**EXERCISE REQUIREMENTS**
1 – From the account of Afghan civilians hurt by NATO attacks, extract the passage starting with "The first responder’s" and going on through "a pediatrics specialist.".
2 – Continue the account of Afghan civilians hurt by NATO attacks from the point where it stops.

**EXCERPTED PASSAGE**
>>>

KABUL, May 21, 2013—Since 2009, Voices for Creative Nonviolence has maintained a grim record we call the “The Afghan Atrocities Update” which gives the dates, locations, numbers and names of Afghan civilians killed by NATO forces. Even with details culled from news reports, these data can’t help but merge into one large statistic, something about terrible pain that’s worth caring about but that is happening very far away.
It’s one thing to chronicle sparse details about these U.S. led NATO attacks. It’s quite another to sit across from Afghan men as they try, having broken down in tears, to regain sufficient composure to finish telling us their stories. Last night, at a restaurant in Kabul, I and two friends from the Afghan Peace Volunteers met with five Pashtun men from Afghanistan’s northern and eastern provinces. The men had agreed to tell us about their experiences living in areas affected by regular drone attacks, aerial bombings and night raids. Each of them noted that they also fear Taliban threats and attacks. “What can we do,” they asked, “when both sides are targeting us?”
The first responder’s tale
Jamaludeen, an emergency medical responder from Jalalabad, is a large man, with a serious yet kindly demeanor. He began our conversation by saying that he simply doesn’t understand how one human being can inflict so much harm on another. Last winter, NATO forces fired on his cousin, Rafiqullah, age 30, who was studying to be a pediatrics specialist.

<<<

**DATASET ENTRIES**
>>>

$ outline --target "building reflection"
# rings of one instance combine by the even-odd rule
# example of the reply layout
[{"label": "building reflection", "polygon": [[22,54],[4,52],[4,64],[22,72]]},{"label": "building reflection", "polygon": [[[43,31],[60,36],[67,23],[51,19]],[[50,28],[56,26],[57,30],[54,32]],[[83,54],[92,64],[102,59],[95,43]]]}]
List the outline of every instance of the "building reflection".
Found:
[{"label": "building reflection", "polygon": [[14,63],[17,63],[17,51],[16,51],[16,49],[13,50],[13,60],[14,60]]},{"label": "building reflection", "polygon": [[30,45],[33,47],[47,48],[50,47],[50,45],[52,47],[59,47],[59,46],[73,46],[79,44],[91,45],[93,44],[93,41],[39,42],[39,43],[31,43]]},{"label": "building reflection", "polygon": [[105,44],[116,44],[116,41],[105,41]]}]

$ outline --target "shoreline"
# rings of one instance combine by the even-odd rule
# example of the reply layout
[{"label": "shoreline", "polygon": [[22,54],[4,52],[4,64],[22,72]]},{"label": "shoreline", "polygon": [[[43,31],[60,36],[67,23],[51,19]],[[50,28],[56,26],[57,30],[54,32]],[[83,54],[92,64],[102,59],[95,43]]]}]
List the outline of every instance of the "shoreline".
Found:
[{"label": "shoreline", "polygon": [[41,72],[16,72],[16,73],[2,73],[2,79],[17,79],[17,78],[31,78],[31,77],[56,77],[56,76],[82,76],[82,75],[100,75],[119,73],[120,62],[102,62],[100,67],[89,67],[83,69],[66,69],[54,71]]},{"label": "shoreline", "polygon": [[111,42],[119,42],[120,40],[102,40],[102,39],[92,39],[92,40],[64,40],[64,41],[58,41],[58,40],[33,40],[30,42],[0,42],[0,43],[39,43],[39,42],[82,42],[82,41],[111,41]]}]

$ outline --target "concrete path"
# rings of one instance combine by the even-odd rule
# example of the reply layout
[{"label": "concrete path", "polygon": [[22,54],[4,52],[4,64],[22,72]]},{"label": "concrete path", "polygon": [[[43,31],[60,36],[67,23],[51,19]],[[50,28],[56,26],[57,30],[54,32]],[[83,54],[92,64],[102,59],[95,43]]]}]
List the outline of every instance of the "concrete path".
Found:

<<<

**RESULTS IN ORDER**
1 –
The first responder’s tale
Jamaludeen, an emergency medical responder from Jalalabad, is a large man, with a serious yet kindly demeanor. He began our conversation by saying that he simply doesn’t understand how one human being can inflict so much harm on another. Last winter, NATO forces fired on his cousin, Rafiqullah, age 30, who was studying to be a pediatrics specialist.

2 –
“A suicide bomber had apparently blown himself up near the airport. My cousin and two other men were riding in a car on a road leading to the airport. It was 6:15 AM. When they’d realized that NATO helicopters and tanks were firing missiles, they had left their car and huddled on the roadside, but they were easily seen. A missile exploded near them, seriously wounding Rafiqullah and another passenger, while killing their driver, Hayatullah.”
Hayatullah, our friend told us, was an older man, about 45 years old, who left behind a wife, two boys and one daughter.
Although badly wounded, Rafiqullah and his fellow passenger could still speak. A U.S. tank arrived and they began pleading with the NATO soldiers to take them to the hospital. “I am a doctor,” said Rafiqullah’s fellow passenger, a medical student named Siraj Ahmad. “Please save me!” But the soldiers handcuffed the two wounded young men and awaited a decision about what to do next. Rafiqullah died there, by the side of the road. Still handcuffed, Siraj Ahmad was taken, not to a hospital, but to the airport, perhaps to await evacuation. That was where he died. He was aged 35 and had four daughters. Rafiqullah, aged 30, leaves three small girls behind.
And Jamaludeen knows that those girls, in one sense are lucky. Four years ago, he tried to bring first aid as an early responder to a wedding party attacked by NATO forces. Only he couldn’t, because there were no survivors. Fifty-four people were killed, all of them (except for the bridegroom) women and children. “It was like hell,” said Dr. Jamaludeen. “I saw little shoes, covered with blood, along with pieces of clothing and musical instruments. It was very, very terrible to me. The NATO soldiers knew these people were not a threat.”
The manual laborer’s tale
Kocji, who makes a living doing manual laborer, is from a village of 400 families. His story took place three weeks ago. It started with a telephoned warning that Taliban forces had entered the Surkh Rod district of Jalalabad, which is where his village is located. That day, at about 10:00 p.m., NATO forces entered his village en masse. Some soldiers landed on rooftops and slid expertly to the ground on rope ladders. When they entered homes, they would lock women and children in one room while they beat the men, shouting questions as the women and children screamed to be released.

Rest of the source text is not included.